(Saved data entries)
/---

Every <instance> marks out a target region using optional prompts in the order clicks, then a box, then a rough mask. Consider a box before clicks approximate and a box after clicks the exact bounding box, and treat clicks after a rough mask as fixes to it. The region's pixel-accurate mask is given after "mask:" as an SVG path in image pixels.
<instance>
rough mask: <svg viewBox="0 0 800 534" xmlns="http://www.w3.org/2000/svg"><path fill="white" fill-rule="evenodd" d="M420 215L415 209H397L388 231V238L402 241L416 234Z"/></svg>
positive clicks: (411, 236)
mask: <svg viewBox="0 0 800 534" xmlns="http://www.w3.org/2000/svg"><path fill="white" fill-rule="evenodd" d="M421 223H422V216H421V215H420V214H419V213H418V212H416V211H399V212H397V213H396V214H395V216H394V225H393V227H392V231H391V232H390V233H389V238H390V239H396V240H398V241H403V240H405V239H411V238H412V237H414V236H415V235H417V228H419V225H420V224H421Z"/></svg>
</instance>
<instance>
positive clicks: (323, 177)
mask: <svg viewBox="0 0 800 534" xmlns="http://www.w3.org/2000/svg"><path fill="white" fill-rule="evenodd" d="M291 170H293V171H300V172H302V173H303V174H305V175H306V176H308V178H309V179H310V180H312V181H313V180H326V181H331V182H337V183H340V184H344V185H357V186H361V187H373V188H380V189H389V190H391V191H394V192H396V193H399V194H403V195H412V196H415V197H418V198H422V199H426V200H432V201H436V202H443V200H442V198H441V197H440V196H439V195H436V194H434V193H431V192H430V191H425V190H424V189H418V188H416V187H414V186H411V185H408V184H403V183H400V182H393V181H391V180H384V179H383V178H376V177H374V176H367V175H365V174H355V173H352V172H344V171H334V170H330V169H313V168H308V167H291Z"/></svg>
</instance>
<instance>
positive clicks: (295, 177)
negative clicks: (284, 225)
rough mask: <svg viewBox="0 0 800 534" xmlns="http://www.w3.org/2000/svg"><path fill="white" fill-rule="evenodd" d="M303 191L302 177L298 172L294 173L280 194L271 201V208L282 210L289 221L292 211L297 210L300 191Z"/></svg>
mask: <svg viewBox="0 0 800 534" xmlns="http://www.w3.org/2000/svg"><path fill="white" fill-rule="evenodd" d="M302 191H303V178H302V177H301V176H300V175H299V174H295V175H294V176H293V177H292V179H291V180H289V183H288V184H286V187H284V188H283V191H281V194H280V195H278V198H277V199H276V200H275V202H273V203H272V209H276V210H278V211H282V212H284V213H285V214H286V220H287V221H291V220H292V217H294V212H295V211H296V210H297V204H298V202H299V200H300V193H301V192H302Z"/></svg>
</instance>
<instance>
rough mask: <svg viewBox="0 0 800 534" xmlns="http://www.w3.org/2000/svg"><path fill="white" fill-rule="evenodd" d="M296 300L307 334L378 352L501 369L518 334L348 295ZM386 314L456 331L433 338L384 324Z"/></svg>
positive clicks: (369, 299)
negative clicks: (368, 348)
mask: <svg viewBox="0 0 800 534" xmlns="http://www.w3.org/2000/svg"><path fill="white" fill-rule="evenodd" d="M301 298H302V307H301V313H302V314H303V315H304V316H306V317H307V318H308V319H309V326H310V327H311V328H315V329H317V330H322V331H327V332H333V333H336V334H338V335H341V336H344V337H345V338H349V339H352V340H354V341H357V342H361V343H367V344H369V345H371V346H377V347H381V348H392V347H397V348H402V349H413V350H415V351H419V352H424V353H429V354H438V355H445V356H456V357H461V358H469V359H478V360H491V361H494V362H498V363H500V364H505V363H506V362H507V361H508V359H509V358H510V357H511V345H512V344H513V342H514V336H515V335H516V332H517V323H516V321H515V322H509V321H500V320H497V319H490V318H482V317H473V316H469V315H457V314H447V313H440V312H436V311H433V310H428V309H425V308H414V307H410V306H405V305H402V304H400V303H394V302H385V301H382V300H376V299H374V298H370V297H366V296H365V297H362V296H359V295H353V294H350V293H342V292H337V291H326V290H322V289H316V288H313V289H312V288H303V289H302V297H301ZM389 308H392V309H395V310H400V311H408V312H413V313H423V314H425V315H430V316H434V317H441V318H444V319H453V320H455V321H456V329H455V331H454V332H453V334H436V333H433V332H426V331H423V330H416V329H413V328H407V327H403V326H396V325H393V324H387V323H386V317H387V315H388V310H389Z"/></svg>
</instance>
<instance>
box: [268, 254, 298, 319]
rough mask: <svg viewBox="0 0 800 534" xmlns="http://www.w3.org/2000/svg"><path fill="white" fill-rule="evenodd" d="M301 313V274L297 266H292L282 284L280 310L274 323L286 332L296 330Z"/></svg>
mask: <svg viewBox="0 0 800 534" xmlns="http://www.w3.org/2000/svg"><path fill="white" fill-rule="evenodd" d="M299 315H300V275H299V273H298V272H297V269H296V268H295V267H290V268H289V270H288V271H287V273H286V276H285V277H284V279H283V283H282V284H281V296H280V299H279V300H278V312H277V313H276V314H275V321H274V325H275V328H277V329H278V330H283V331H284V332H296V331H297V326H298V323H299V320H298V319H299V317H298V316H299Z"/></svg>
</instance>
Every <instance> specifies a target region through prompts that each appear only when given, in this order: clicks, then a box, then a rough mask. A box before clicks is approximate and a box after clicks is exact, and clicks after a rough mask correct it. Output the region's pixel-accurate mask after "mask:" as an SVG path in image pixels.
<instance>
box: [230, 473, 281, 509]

\---

What to do:
For each line in the records that holds "given", show that line as it stands.

Your response:
Every <instance> marks out a target region using optional prompts in the order clicks, then a box, then a rough mask. Consider a box before clicks approximate and a box after clicks the exact bounding box, and treat clicks after a rough mask as fixes to it. The region's pixel-accurate mask is given after "mask:" as an SVG path in image pixels.
Every <instance> specifies a target region through prompts that each appear only when given, in this order: clicks, then a box, then a rough mask. A box before clicks is approximate and a box after clicks is exact, and clicks after a rough mask correct it. Output the region's pixel-accurate mask after "mask:" as an SVG path in image pixels.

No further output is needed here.